## AIM OF THE TASK:
Please copy the rows below, changing "draw" to "trace" throughout and leaving everything else untouched.

## MATERIAL:
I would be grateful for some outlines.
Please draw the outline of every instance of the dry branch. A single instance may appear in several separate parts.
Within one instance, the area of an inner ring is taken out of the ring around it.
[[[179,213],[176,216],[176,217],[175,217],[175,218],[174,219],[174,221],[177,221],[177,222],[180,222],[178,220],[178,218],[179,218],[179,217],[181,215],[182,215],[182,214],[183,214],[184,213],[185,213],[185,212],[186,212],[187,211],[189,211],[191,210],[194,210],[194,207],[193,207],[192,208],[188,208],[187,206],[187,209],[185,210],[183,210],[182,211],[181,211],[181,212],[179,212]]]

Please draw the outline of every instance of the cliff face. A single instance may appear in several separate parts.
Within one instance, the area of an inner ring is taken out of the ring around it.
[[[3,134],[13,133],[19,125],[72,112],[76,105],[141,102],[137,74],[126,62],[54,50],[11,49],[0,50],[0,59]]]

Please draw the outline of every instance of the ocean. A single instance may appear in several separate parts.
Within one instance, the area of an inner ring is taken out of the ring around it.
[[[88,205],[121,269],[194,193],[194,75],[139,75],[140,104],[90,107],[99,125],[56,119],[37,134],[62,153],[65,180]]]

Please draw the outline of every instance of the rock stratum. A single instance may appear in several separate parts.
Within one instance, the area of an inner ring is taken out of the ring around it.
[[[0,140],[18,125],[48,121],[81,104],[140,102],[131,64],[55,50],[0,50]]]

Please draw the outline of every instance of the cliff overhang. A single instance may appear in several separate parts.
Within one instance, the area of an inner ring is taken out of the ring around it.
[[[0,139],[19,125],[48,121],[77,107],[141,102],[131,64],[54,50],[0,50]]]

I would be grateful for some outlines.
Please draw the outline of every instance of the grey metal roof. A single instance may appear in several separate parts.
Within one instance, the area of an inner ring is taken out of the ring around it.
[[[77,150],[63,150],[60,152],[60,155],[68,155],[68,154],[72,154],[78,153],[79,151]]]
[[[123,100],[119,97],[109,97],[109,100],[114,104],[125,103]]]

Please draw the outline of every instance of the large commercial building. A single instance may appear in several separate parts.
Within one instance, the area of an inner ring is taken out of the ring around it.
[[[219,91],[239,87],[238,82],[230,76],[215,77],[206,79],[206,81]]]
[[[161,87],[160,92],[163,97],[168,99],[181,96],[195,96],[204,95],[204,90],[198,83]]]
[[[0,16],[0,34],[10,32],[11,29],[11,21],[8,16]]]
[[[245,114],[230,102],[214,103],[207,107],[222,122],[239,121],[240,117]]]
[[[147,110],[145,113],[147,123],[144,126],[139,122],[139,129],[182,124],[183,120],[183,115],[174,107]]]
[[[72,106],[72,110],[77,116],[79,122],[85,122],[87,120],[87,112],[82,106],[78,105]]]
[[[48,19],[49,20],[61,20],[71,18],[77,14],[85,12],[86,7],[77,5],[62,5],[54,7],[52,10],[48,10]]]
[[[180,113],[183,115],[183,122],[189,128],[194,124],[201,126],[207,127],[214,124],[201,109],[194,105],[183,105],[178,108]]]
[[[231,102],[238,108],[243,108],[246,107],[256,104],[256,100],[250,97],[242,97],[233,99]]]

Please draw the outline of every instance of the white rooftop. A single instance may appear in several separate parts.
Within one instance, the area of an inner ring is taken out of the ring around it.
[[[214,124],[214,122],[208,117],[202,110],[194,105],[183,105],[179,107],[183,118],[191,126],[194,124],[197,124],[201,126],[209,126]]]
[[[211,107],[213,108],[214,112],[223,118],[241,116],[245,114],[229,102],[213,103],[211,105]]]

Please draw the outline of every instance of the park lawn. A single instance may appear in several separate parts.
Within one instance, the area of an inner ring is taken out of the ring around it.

## ANSWER:
I would be grateful for some outlines.
Please trace the outline of every instance of the dry branch. A single instance may appear in several separate parts.
Within one instance, the area of an inner ring is taken out of the ring around it.
[[[179,213],[176,216],[176,217],[175,217],[175,218],[174,219],[174,221],[177,221],[177,222],[180,222],[178,220],[178,218],[179,218],[179,217],[181,215],[182,215],[182,214],[183,214],[184,213],[185,213],[185,212],[186,212],[187,211],[189,211],[191,210],[194,210],[194,207],[193,207],[192,208],[188,208],[187,206],[187,209],[185,210],[183,210],[182,211],[181,211],[181,212],[179,212]]]

Please trace the outline of every instance of the cliff face. A single instance may appear in several separate parts.
Within one instance, the area of an inner ring is taken out of the ring around it.
[[[3,134],[13,133],[19,125],[72,112],[76,105],[141,102],[137,74],[126,62],[54,50],[11,49],[0,50],[0,59]]]

Please trace the outline of every instance of the ocean. A single instance may appear in several separate parts.
Within one instance, the area of an inner ring is taken out of the ring around it.
[[[88,205],[121,269],[194,193],[194,75],[139,75],[140,104],[90,107],[99,125],[56,119],[37,134],[62,153],[65,180]]]

Please trace the outline of every instance of the rock stratum. A single instance may appear in several separate parts.
Within one instance, the area of an inner ring is taken out of the ring around it.
[[[0,140],[18,125],[48,121],[81,104],[140,102],[131,64],[55,50],[0,50]]]

Please trace the outline of every instance of the cliff overhang. A single instance may appear in several separate parts.
Within one instance, the area of an inner ring is taken out of the ring around it.
[[[0,139],[19,125],[48,121],[77,107],[141,102],[131,64],[54,50],[0,50]]]

I would be grateful for some outlines.
Please trace the outline of every instance of the grey metal roof. A single instance may appear in several separate parts.
Within one instance, the area of an inner ring is taken out of the ring around it.
[[[77,150],[63,150],[60,152],[60,155],[68,155],[68,154],[72,154],[78,153],[79,151]]]
[[[123,100],[119,97],[109,97],[109,100],[114,104],[125,103]]]

Please trace the outline of every instance of the large commercial building. A single instance may appear in several separate parts.
Within one instance, the area of an inner ring is taken out of the ring around it.
[[[219,91],[239,87],[238,82],[230,76],[215,77],[206,79],[206,81]]]
[[[161,87],[160,92],[163,97],[168,99],[181,96],[195,96],[204,95],[204,90],[198,83]]]
[[[0,16],[0,34],[10,32],[11,29],[11,21],[8,16]]]
[[[245,114],[230,102],[214,103],[207,107],[222,122],[239,121],[240,117]]]
[[[147,110],[145,113],[147,123],[144,126],[139,122],[139,129],[182,124],[183,120],[183,115],[174,107]]]
[[[72,106],[72,110],[77,116],[79,122],[85,122],[87,120],[87,112],[82,106],[78,105]]]
[[[48,19],[49,20],[61,20],[71,18],[77,14],[85,12],[86,7],[77,5],[62,5],[54,7],[52,10],[48,10]]]
[[[180,113],[183,115],[183,122],[189,128],[194,124],[201,126],[207,127],[214,124],[201,109],[194,105],[183,105],[178,108]]]
[[[231,102],[238,108],[243,108],[246,107],[256,104],[256,100],[250,97],[242,97],[233,99]]]

Please trace the outline of every instance of the white rooftop. A single instance may appear in several separate parts.
Within one instance, the area of an inner ring is taken out of the ring around it.
[[[214,124],[214,122],[208,117],[202,110],[194,105],[183,105],[179,107],[183,118],[191,126],[194,124],[197,124],[201,126],[209,126]]]
[[[211,107],[213,108],[214,112],[223,118],[241,116],[245,114],[229,102],[213,103],[211,105]]]

Please trace the outline of every instance of the park lawn. A single instance may appear in several separate parts.
Within one instance, the area of an inner ring is taken out of the ring around it.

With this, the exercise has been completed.